### TO DO
Transcribe, word for word, the line containing "Guideline: for every instance of the tail" and each line following it through the end of the listing below. Omit all other lines.

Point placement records
=====

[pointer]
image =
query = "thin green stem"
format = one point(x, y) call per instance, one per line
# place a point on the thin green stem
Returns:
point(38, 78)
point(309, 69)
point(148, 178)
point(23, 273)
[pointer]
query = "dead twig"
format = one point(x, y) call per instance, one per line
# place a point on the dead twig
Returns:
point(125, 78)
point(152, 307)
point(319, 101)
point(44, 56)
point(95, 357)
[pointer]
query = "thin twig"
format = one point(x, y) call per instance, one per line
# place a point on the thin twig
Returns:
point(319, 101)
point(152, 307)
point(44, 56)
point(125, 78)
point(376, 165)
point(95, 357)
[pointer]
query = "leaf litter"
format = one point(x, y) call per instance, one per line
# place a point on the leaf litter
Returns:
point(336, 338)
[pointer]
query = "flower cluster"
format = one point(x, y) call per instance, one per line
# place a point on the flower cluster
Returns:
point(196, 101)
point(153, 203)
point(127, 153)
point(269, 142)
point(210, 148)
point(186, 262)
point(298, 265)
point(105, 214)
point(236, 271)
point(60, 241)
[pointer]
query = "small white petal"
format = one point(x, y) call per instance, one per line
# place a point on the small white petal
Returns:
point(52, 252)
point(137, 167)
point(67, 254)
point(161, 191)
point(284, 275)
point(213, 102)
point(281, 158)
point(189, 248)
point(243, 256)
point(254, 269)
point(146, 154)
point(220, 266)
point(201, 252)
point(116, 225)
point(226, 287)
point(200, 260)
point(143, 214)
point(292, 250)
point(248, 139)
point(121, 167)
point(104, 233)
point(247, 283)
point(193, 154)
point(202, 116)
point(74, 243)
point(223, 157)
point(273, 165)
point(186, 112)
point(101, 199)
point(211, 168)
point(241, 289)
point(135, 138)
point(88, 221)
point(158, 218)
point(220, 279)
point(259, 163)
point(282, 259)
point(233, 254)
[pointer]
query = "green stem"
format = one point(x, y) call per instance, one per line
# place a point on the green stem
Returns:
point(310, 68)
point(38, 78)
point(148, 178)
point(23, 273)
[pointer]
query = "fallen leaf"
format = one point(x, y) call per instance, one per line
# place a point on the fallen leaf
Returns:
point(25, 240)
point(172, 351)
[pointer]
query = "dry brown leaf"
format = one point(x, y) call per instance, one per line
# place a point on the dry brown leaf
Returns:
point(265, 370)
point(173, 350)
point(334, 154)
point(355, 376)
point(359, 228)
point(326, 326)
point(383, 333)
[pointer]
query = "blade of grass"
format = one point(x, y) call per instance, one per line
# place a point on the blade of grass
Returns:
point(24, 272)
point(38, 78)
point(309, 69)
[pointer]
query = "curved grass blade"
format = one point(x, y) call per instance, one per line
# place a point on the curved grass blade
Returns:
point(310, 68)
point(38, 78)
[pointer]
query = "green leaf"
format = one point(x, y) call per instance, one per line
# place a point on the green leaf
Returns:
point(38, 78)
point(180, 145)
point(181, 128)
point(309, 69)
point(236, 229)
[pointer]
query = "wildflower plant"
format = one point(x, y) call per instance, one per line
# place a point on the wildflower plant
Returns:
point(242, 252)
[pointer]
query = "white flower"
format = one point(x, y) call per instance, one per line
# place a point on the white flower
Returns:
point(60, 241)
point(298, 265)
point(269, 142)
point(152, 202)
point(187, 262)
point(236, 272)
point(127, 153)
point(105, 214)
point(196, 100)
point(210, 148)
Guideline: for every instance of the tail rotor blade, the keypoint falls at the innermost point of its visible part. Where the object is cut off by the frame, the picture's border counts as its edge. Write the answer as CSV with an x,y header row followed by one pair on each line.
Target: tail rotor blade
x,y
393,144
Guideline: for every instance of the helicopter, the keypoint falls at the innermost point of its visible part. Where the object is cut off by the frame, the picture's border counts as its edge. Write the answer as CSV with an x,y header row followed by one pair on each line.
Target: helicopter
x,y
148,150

=====

### OUTPUT FOR THIS TASK
Guideline: for every instance of the tail rotor blade, the keypoint falls at the innermost point of its visible part. Where the object is cut off by the frame, the picture's border counts as its edge. Write the answer as CSV with an x,y header row followed by one pair on each line.
Target: tail rotor blade
x,y
393,144
Guideline: for every instance of the helicopter, the keypoint falls at the innermost point of its visible part. Where the object is cut off by the frame, the picture's border counts as its edge. Write the answer as CSV with an x,y header row followed by one pair on each line.
Target: helicopter
x,y
148,150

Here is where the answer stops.